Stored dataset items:
»»
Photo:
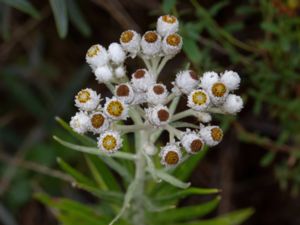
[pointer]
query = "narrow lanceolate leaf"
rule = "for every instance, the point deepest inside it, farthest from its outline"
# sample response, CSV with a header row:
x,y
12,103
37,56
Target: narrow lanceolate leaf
x,y
186,213
172,180
94,151
24,6
59,8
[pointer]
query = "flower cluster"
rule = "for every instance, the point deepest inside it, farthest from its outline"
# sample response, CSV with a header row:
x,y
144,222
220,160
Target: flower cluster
x,y
143,95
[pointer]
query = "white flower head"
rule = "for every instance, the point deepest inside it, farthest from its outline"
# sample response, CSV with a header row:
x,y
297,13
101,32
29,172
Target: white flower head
x,y
141,80
120,71
130,41
192,142
158,115
233,104
172,44
212,135
103,74
157,94
151,43
96,56
109,142
167,24
79,122
98,122
198,100
186,81
115,109
125,93
87,99
116,53
231,79
170,155
208,79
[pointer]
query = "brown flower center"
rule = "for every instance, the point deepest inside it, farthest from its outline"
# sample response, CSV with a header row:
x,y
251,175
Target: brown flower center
x,y
122,90
169,19
173,39
150,36
196,145
218,89
97,120
172,158
216,134
127,36
163,115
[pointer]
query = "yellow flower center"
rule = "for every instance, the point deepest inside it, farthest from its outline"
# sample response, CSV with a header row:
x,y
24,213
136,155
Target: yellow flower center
x,y
127,36
173,39
97,120
219,89
216,134
93,50
199,98
83,96
169,19
172,158
109,142
115,108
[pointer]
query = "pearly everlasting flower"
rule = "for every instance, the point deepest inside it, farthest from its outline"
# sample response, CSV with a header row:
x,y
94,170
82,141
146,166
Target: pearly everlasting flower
x,y
192,142
125,93
186,81
87,99
231,79
115,109
212,135
130,41
116,53
158,115
233,104
141,80
151,43
157,94
109,142
208,79
198,100
98,122
103,74
79,122
120,72
96,56
167,24
172,44
170,155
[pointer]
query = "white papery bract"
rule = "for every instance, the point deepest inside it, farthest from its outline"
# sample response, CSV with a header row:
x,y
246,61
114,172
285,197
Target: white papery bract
x,y
103,74
231,79
79,122
157,94
212,135
109,142
170,155
167,24
233,104
116,53
158,115
87,99
96,56
186,81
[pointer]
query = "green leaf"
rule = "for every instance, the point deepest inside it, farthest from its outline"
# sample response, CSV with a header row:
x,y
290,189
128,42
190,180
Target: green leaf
x,y
168,5
24,6
186,213
77,19
233,218
79,177
59,8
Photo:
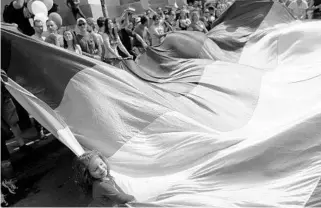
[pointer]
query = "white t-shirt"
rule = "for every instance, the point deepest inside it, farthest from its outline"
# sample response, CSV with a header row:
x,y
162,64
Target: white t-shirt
x,y
298,10
154,32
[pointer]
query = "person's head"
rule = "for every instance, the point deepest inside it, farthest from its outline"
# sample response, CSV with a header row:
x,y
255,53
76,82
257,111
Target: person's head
x,y
206,13
101,22
82,25
159,11
89,167
109,25
38,26
51,26
69,37
211,10
195,17
172,16
144,20
90,24
156,19
52,39
182,14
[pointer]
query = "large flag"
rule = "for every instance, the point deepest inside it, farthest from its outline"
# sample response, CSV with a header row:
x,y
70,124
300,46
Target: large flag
««
Exercise prompt:
Please pick out and copy every line above that contains the string "leaf". Case counts.

Solution for this task:
query = "narrow lanceolate leaf"
Target: narrow lanceolate leaf
query = "green leaf"
Target: green leaf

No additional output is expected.